_Problem statement_
Because the images are not wanted, restate every line below word for word without them.

(Beginning of Exercise materials)

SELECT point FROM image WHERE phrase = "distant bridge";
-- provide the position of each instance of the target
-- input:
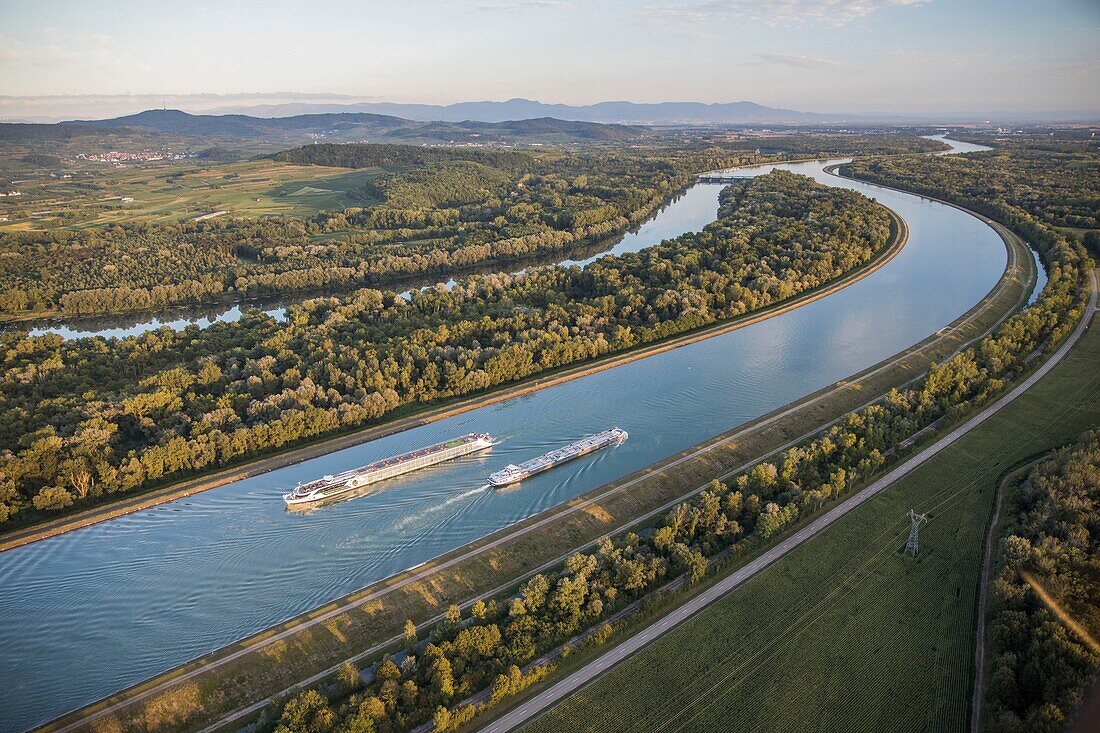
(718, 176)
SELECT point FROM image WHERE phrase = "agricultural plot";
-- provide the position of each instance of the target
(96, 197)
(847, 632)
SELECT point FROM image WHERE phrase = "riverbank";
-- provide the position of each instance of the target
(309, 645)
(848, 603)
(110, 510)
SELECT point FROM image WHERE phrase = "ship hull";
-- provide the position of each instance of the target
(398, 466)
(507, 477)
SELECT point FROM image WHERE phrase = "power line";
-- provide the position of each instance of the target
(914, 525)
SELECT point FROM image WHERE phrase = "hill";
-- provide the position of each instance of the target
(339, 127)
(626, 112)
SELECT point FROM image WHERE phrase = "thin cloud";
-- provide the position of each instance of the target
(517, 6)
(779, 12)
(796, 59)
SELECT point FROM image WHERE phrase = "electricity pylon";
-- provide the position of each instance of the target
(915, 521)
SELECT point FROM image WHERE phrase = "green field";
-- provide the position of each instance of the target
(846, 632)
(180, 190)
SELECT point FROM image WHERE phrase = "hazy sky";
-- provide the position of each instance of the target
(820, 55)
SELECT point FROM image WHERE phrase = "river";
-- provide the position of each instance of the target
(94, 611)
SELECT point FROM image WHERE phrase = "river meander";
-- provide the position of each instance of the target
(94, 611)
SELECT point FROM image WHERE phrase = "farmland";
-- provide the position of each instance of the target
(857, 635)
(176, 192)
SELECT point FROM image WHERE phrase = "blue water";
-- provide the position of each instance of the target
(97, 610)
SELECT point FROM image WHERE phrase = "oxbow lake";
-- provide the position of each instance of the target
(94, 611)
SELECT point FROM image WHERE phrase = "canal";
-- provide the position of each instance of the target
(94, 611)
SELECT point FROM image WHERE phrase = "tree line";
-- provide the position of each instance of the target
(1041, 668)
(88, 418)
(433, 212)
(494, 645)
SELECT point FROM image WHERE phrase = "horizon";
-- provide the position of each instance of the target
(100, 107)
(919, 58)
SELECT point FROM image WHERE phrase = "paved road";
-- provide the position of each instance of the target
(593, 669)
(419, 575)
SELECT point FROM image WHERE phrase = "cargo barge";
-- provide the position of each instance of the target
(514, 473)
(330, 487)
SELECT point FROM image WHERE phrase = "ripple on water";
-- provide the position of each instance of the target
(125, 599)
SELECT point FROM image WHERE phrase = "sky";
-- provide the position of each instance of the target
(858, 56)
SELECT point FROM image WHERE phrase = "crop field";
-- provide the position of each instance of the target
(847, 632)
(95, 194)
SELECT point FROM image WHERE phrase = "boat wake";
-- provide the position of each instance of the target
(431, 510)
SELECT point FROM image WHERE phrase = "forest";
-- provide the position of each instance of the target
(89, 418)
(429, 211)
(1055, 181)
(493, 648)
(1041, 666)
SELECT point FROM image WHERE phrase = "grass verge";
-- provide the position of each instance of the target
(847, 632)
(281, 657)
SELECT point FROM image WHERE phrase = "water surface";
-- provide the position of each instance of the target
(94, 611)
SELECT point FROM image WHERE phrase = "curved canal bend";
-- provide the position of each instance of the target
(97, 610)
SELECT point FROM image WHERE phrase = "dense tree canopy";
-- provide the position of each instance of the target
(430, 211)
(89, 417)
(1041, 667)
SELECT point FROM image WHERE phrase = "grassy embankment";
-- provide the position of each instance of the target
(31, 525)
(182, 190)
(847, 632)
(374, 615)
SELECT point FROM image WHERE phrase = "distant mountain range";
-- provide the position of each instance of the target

(End of Exercise materials)

_Task output_
SELECT point FROM image WHERE phrase = "distant bridge";
-- provide the position of each instance of the target
-- input:
(718, 176)
SELECT point FROM image WHERE phrase = "agricultural plot";
-- provide the position of each instance of the target
(96, 197)
(847, 632)
SELECT point FROM image WHERE phrase = "riverbank";
-- provide the position of each instance of the target
(309, 645)
(848, 603)
(110, 510)
SELECT point FROM image WHERE phrase = "ship hull";
-- provide the position of each instance of the target
(398, 466)
(507, 477)
SELECT point FROM image WHERE phrase = "power line";
-- provide the position of each instance of the target
(914, 525)
SELECT point FROM image WHERE phrase = "hill";
-- provide the position of each instance of the target
(339, 127)
(626, 112)
SELECT point FROM image WHERE phrase = "thin cloud";
-- provide the position of each instance of the target
(517, 6)
(779, 12)
(796, 59)
SELECT point FROM image WHERE phrase = "electricity pylon";
-- provide the position of each instance of the target
(915, 521)
SELECT point FROM image WHERE phrase = "green field";
-- provide the position of each instance of the target
(846, 632)
(180, 190)
SELECT point FROM image WHERE phrase = "hazy sky";
-- provide the position of each instance of the target
(820, 55)
SELECT point FROM image WHERE phrase = "river";
-- provide the position of each instance of the target
(94, 611)
SELECT point FROM image WHERE phrase = "river meander";
-- provide the position of each instance of the target
(94, 611)
SELECT point FROM image WHERE phrase = "farmland";
-- provide the position of each instance of the target
(857, 635)
(176, 192)
SELECT point FROM image WHERE phrase = "blue water";
-- provide the position of each instance of the target
(97, 610)
SELECT point FROM image WHERE phrase = "oxbow lake";
-- provide the position of each instance of the target
(94, 611)
SELECT point FROM image WHERE phrase = "canal";
-- provide the position of each instance of the target
(94, 611)
SELECT point FROM image WHERE phrase = "tree line";
-- provide the position of each instance of the target
(1041, 668)
(88, 418)
(433, 212)
(494, 645)
SELECT point FROM image WHERE phrase = "horizon";
-- provide the position of each instance of the target
(100, 107)
(919, 58)
SELECT point FROM image WHERE phrase = "paved road";
-- provide the position of each instance of the target
(593, 669)
(419, 575)
SELECT point FROM image WHERE phrase = "cargo barge";
-- provide the position of each instance of the target
(514, 473)
(330, 487)
SELECT point FROM image WHERE phrase = "ripple on water";
-- provide the position of each instance of the target
(125, 599)
SELECT point FROM image WHERE phrase = "sky";
-- provide the position of each instance of the target
(858, 56)
SELECT point FROM image WHERE phrase = "crop field";
-- provide the position of each instance of the target
(847, 632)
(95, 194)
SELECT point FROM image WHERE phrase = "boat wake";
-- provide the position of each instance of the target
(431, 510)
SELECT point FROM image WHERE phrase = "forest";
-- provide the position of each instance of the target
(89, 418)
(429, 211)
(1055, 181)
(493, 648)
(1041, 666)
SELECT point FROM image WHERE phrase = "grass verge";
-- provide the position of each instance of the target
(847, 632)
(281, 657)
SELECT point FROM image WHERE phrase = "water surface";
-- provide the position of each instance of the target
(94, 611)
SELECT point FROM image WHERE phrase = "curved canal bend";
-- provide the position of each instance of the target
(97, 610)
SELECT point FROM image WHERE phrase = "dense tree canopy";
-- provide the position of each instance of the target
(430, 211)
(89, 417)
(1041, 667)
SELECT point FROM image WHERE phrase = "grassy embankment";
-- provide the position of each instance of the target
(31, 525)
(182, 190)
(847, 632)
(374, 615)
SELECT point FROM image WHERE phrase = "distant mountain range";
-- provide the position of each instance of the target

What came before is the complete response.